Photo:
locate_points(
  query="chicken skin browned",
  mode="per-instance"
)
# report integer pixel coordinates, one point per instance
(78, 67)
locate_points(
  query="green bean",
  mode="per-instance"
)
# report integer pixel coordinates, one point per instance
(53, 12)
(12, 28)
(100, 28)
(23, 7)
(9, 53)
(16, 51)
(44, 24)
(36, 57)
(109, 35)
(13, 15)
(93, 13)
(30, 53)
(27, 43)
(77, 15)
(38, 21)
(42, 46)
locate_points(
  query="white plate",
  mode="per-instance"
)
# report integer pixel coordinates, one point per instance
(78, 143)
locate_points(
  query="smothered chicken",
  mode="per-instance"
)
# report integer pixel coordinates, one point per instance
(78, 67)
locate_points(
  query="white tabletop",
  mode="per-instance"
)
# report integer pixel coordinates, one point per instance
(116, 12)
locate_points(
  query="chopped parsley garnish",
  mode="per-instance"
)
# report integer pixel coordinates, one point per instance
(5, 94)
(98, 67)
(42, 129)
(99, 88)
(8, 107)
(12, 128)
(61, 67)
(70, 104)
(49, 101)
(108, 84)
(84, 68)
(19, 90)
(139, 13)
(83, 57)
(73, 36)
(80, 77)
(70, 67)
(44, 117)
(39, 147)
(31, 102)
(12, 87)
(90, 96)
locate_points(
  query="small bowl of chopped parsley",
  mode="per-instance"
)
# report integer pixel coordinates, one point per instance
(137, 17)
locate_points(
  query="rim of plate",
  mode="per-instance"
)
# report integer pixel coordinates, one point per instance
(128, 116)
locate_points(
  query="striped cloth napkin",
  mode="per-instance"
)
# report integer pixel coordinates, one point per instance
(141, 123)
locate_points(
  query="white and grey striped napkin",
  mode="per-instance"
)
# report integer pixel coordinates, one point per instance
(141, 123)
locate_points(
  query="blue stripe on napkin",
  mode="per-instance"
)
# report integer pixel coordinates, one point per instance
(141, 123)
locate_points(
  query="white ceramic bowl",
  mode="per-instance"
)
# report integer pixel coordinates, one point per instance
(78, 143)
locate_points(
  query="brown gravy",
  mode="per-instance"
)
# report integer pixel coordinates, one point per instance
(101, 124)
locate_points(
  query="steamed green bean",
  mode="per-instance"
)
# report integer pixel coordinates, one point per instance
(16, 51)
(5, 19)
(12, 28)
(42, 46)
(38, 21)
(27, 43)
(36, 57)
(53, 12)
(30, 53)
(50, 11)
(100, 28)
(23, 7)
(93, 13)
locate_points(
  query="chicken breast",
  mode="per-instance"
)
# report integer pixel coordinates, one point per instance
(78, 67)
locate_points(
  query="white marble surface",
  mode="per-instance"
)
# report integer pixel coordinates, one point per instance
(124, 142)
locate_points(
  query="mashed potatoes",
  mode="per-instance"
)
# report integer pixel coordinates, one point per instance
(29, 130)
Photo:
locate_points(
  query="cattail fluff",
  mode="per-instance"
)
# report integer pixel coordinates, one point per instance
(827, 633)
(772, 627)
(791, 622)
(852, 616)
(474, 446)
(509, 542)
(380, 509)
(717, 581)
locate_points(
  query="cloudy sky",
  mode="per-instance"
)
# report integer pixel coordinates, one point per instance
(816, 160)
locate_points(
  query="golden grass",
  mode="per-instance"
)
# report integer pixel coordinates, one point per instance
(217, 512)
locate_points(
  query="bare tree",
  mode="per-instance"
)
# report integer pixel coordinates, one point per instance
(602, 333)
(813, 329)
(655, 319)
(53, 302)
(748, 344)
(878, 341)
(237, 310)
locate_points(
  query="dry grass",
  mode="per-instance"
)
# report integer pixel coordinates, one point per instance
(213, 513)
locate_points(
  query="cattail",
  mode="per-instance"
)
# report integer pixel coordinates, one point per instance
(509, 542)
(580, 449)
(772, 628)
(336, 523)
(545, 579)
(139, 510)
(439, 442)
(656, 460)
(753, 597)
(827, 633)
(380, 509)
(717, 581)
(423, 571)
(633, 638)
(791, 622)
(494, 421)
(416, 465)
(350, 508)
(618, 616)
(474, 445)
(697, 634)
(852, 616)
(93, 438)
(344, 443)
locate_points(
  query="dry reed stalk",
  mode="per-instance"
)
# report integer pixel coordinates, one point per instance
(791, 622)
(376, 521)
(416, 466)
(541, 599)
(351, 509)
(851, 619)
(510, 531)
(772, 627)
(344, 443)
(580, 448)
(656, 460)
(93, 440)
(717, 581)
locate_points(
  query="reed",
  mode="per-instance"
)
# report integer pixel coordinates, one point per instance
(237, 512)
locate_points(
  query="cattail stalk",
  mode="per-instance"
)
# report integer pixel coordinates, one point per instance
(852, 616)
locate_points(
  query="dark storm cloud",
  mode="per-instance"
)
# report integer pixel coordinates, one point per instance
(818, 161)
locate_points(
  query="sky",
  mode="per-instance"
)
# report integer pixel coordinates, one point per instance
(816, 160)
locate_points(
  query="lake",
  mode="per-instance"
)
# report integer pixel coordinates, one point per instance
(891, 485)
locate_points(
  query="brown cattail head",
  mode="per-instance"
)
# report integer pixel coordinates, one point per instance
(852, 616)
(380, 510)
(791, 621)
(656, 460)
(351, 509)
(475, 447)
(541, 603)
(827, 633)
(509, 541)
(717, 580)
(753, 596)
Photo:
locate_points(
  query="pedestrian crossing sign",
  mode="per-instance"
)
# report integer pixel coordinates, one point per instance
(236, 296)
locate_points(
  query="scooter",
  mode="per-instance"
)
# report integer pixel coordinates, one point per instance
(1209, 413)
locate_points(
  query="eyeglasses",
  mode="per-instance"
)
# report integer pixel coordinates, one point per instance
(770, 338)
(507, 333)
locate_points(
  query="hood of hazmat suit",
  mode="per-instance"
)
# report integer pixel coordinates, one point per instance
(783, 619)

——

### Direction
All the entries above need to be reproduced exactly.

### The result
Photo:
locate_points(
  query="chicken skin browned",
  mode="per-instance"
)
# report integer pixel coordinates, one point per instance
(78, 67)
locate_points(
  query="green bean",
  mode="per-instance"
)
# report integer pixel coordinates, one point per instance
(53, 12)
(12, 28)
(100, 28)
(23, 7)
(9, 53)
(16, 51)
(44, 24)
(36, 57)
(109, 35)
(13, 15)
(93, 13)
(30, 53)
(27, 43)
(77, 15)
(38, 21)
(42, 46)
locate_points(
  query="white plate",
  mode="per-instance"
)
# report integer pixel coordinates, one point per instance
(78, 143)
locate_points(
  query="smothered chicken",
  mode="per-instance"
)
# report integer pixel coordinates, one point per instance
(78, 67)
locate_points(
  query="white tabletop",
  mode="per-instance"
)
# report integer pixel coordinates, one point per instance
(116, 12)
locate_points(
  query="chopped parsley garnish",
  mode="per-instance"
)
# report integer pixel coordinates, one point per instance
(5, 94)
(98, 67)
(42, 129)
(99, 88)
(8, 107)
(12, 128)
(61, 67)
(70, 104)
(49, 101)
(108, 84)
(84, 68)
(19, 90)
(139, 13)
(83, 57)
(73, 36)
(80, 77)
(70, 67)
(44, 117)
(39, 147)
(31, 102)
(12, 87)
(90, 96)
locate_points(
  query="small bowl of chopped parsley",
  mode="per-instance"
)
# report integer pixel coordinates, one point per instance
(137, 17)
locate_points(
  query="rim of plate",
  mode="per-instance"
)
# report integer pixel coordinates, one point per instance
(128, 116)
locate_points(
  query="striped cloth napkin",
  mode="per-instance"
)
# report integer pixel coordinates, one point per instance
(141, 123)
locate_points(
  query="white and grey striped napkin",
  mode="per-instance"
)
# report integer pixel coordinates, one point per instance
(141, 123)
locate_points(
  query="blue stripe on napkin",
  mode="per-instance"
)
# report integer pixel coordinates, one point per instance
(141, 123)
locate_points(
  query="white ceramic bowl",
  mode="per-instance"
)
# report integer pixel coordinates, one point per instance
(78, 143)
locate_points(
  query="brown gravy",
  mode="per-instance"
)
# report integer pixel coordinates, one point per instance
(101, 124)
locate_points(
  query="steamed green bean",
  mode="per-instance"
)
# report integer pixel coordinates, one point per instance
(16, 51)
(5, 19)
(12, 28)
(42, 46)
(38, 21)
(27, 43)
(36, 57)
(53, 12)
(30, 53)
(50, 11)
(100, 28)
(23, 7)
(93, 13)
locate_points(
  query="chicken breast",
  mode="per-instance"
)
# report integer pixel coordinates, one point per instance
(78, 67)
locate_points(
  query="white marble surface",
  mode="per-instance"
)
# report integer pixel coordinates, one point per instance
(124, 142)
locate_points(
  query="mashed potatoes",
  mode="per-instance"
)
# report integer pixel coordinates, one point per instance
(29, 130)
Photo:
locate_points(
  query="cattail fluff",
  mode="per-instance"
)
# report integer pixel coordinates, one point per instance
(827, 633)
(772, 627)
(791, 622)
(852, 616)
(474, 446)
(509, 542)
(380, 509)
(717, 581)
locate_points(
  query="cloudy sky",
  mode="per-instance"
)
# report integer pixel coordinates, one point per instance
(816, 160)
locate_points(
  query="golden grass",
  mode="per-instance"
)
# report integer pixel coordinates, one point per instance
(217, 512)
locate_points(
  query="bare tree",
  mode="per-instance"
)
# report integer pixel coordinates, one point per instance
(602, 333)
(813, 329)
(655, 319)
(53, 302)
(748, 344)
(878, 341)
(237, 310)
locate_points(
  query="dry grass",
  mode="per-instance"
)
# report integer pixel coordinates, one point per instance
(213, 513)
locate_points(
  query="cattail",
  mode="per-instance"
)
# report integer pixel coordinates, one point per instance
(509, 542)
(580, 449)
(772, 628)
(336, 523)
(545, 579)
(139, 510)
(439, 442)
(656, 460)
(753, 597)
(827, 633)
(380, 509)
(717, 581)
(423, 571)
(633, 638)
(791, 622)
(494, 421)
(416, 465)
(350, 508)
(618, 616)
(474, 445)
(697, 634)
(852, 616)
(93, 438)
(344, 443)
locate_points(
  query="dry reed stalk",
  mode="per-instance"
)
# report integer pixel coordinates, one point per instance
(791, 622)
(376, 521)
(416, 466)
(541, 599)
(351, 509)
(851, 619)
(510, 531)
(772, 627)
(344, 443)
(580, 448)
(656, 460)
(93, 440)
(717, 581)
locate_points(
  query="reed",
  mode="per-instance"
)
# report integer pixel coordinates, one point per instance
(237, 512)
locate_points(
  query="cattail stalk",
  mode="per-instance"
)
# report integer pixel coordinates, one point per instance
(852, 616)
locate_points(
  query="dark storm cloud",
  mode="per-instance"
)
# report integer pixel coordinates, one point per instance
(818, 161)
locate_points(
  query="sky",
  mode="per-instance"
)
# report integer pixel coordinates, one point per instance
(816, 160)
locate_points(
  query="lake",
  mode="per-instance"
)
# report integer pixel coordinates, one point per instance
(891, 485)
locate_points(
  query="brown cattail head",
  mode="per-instance"
)
# report integer pixel coordinates, one point per instance
(852, 616)
(380, 510)
(791, 621)
(656, 460)
(351, 509)
(475, 447)
(541, 603)
(827, 633)
(509, 541)
(717, 580)
(753, 596)
Photo:
locate_points(
  query="pedestrian crossing sign",
  mode="per-instance"
)
# report integer pixel coordinates, one point per instance
(236, 296)
locate_points(
  query="scooter",
  mode="per-instance"
)
# report integer pixel coordinates, one point per instance
(1209, 413)
locate_points(
  query="eyeglasses",
  mode="per-instance"
)
# report integer pixel coordinates, one point per instance
(770, 338)
(507, 333)
locate_points(
  query="hood of hazmat suit",
  mode="per-instance"
)
# report integer pixel coordinates, one point per instance
(783, 619)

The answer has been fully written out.